----- EXTRAIT DU DOCUMENT -----
Claude RAUCY, Où es-tu, Yazid ?, Ker, 2016, 88 p., 8 €, ISBN : 978-2-87586-143-6
C’est dans la cabane du jardin qu’Eliott a trouvé Yazid. Un adolescent comme lui, en sweat-shirt à capuche, mais au parcours quelque peu différent. À la télévision, Eliott en avait bien entendu parler, de ces jeunes partis en Syrie. C’est de là qu’est revenu Yazid, pour aller se cacher dans le premier refuge trouvé. Et alors que la question de la dénonciation pourrait se poser, Eliott commence par lui offrir de l’eau.
Immédiatement, les préoccupations quotidiennes d’Eliott semblent moins importantes. Les soucis de ses amis deviennent futiles. Alors qu’autour de lui le débat sur les attentats, les islamistes et les immigrés fait rage, que doit-il penser ? Que doit-il faire ? En attendant, il ne dit rien. Il continue à apporter à manger dans la petite cabane au fond du jardin.
À vrai dire, Eliott est peut-être plus proche de Yazid qu’il ne le sait. Dans sa famille à lui, on ne fête pas les anniversaires, on ne se fait pas la bise. On préfère prêcher la parole de Jéhovah de porte en porte. Et cette mainmise d’une religion obscure sur sa vie familiale, Eliott la supporte de moins en moins.
Dans ce court roman, Claude Raucy traite d’un sujet d’actualité brûlant et qui préoccupe, à juste titre, beaucoup de jeunes, celui du terrorisme et des jeunes revenus de Syrie. En traitant l’histoire à travers un personnage lui-même issu d’un milieu religieux extrême, il évite le jugement hâtif et encourage la réflexion. Il ne répond pas aux questions mais incite à s’en poser de nouvelles.
----- ENTRÉES FOURNIES -----
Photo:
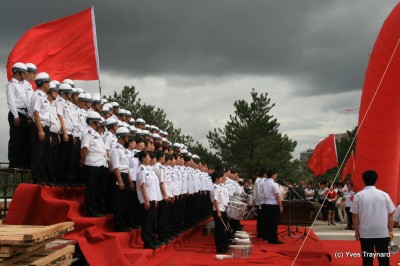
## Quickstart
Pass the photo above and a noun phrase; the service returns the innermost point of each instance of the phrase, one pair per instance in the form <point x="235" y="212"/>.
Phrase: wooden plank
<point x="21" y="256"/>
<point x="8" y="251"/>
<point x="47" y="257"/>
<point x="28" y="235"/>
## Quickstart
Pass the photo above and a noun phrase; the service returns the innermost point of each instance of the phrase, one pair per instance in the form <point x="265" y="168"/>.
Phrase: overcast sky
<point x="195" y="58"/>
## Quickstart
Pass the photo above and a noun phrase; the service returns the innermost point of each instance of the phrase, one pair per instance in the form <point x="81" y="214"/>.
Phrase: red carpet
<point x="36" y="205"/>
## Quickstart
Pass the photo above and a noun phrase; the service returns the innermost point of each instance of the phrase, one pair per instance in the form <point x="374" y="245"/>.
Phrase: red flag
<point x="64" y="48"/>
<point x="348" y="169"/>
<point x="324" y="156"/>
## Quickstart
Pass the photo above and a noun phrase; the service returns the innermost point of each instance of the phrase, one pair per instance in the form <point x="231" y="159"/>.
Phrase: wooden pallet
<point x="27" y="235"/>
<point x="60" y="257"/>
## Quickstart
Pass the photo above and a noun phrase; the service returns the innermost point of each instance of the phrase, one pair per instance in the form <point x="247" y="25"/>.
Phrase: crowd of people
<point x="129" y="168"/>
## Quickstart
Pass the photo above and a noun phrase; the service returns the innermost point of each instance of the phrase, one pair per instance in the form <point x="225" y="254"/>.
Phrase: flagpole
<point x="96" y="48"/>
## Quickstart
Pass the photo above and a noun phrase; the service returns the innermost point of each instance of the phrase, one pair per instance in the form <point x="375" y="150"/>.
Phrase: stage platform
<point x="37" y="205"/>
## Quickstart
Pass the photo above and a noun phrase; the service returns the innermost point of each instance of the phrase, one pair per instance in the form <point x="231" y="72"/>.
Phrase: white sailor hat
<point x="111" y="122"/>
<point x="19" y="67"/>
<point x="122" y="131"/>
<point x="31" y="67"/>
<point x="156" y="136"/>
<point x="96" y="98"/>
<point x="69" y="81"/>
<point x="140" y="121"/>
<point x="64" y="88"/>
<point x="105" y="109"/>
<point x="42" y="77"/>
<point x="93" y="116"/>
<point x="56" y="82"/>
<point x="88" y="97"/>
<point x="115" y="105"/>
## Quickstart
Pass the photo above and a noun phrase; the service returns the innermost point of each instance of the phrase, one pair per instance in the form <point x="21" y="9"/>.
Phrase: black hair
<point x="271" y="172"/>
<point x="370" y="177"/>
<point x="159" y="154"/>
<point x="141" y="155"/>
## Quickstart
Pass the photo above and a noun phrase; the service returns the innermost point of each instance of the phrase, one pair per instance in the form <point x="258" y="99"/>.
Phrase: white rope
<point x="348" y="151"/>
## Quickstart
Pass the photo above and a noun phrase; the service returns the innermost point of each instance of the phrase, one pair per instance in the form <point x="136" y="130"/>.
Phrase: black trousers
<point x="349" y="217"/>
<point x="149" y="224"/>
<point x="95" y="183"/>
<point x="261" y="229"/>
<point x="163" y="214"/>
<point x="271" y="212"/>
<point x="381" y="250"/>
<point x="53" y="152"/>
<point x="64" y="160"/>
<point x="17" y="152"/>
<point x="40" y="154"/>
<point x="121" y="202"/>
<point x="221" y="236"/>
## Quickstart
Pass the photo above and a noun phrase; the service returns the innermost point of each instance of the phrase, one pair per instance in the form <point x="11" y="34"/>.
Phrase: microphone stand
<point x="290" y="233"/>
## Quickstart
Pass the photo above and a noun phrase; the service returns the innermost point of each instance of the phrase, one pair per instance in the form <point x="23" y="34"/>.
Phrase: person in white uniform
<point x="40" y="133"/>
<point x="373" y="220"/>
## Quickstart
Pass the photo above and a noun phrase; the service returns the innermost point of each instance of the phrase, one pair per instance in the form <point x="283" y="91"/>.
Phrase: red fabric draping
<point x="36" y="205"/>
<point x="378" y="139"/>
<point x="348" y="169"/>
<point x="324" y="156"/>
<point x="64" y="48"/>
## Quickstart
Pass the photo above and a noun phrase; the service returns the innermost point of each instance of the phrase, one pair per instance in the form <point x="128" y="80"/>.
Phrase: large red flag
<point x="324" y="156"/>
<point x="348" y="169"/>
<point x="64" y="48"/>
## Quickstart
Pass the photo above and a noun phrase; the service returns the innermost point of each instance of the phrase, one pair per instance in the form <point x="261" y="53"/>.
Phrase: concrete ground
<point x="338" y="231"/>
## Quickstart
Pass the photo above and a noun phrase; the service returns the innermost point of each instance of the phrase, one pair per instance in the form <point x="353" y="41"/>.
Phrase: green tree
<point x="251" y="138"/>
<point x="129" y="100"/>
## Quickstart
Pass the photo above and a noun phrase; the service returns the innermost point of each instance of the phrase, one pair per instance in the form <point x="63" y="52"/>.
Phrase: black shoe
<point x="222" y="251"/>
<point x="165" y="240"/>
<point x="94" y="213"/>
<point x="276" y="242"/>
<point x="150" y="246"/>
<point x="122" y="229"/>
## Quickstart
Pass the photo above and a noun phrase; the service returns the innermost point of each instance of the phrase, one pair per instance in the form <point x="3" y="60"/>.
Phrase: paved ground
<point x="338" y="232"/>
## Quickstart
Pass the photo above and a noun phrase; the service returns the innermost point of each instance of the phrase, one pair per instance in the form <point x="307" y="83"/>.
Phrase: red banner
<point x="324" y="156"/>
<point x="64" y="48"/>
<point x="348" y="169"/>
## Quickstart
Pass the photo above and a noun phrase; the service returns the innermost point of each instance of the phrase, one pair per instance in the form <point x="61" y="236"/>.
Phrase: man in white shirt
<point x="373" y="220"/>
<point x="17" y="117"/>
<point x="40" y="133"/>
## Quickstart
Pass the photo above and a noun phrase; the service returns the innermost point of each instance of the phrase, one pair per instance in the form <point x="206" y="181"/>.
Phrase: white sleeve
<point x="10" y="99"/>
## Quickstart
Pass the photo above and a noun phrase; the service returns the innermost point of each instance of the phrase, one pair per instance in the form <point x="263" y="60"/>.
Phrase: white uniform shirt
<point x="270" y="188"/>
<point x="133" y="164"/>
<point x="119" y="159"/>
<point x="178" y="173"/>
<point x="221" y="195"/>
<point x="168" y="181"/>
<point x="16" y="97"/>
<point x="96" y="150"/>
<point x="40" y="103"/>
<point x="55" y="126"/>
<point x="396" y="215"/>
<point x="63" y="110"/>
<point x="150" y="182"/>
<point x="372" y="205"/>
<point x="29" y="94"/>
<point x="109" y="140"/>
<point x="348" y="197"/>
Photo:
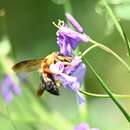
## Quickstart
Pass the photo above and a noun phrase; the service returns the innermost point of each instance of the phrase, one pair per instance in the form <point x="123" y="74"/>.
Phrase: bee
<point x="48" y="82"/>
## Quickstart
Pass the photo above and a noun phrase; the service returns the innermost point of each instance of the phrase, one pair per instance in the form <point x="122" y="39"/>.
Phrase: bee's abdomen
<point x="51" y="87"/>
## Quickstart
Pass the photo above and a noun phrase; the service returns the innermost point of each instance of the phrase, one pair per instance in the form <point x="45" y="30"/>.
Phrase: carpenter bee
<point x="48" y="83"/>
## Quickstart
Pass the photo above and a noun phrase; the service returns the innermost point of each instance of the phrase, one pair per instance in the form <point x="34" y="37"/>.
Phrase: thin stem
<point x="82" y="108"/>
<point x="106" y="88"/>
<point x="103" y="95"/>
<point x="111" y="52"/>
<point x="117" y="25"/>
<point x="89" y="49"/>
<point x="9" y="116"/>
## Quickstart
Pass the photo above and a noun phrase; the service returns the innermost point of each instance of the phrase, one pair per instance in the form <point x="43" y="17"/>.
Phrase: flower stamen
-----
Prolongez la critique du roman « Où es-tu, Yazid ? » à partir de sa dernière phrase. Les enregistrements proviennent d'une autre source.

#### [VOTRE RÉPONSE]
Ker est un éditeur qui favorise l’exploitation scolaire de ses publications jeunesse en proposant aux professeurs de français des dossiers pédagogiques liés à ses romans. C’est le cas pour Où es-tu, Yazid ? qui permettra d’aborder avec les adolescents un sujet délicat mais qu’il serait néfaste d’éviter, tant il s’impose de manière anxiogène. Pour autant, ce roman ne saurait être réduit à un « livre à thème ». La sensibilité et les qualités d’écriture de Claude Raucy le font dépasser cet aspect. À travers cette rencontre de deux ados perdus, l’auteur parle aussi, tout simplement, de tout ce qui tourmente à l’âge de quinze ans, de la naissance de certains questionnements, de la prise de conscience citoyenne, de la révolte face à une religion (et pas uniquement musulmane) qui enferme. Des sujets tout simplement inévitables et à propos desquels la réflexion et la discussion sont indispensables.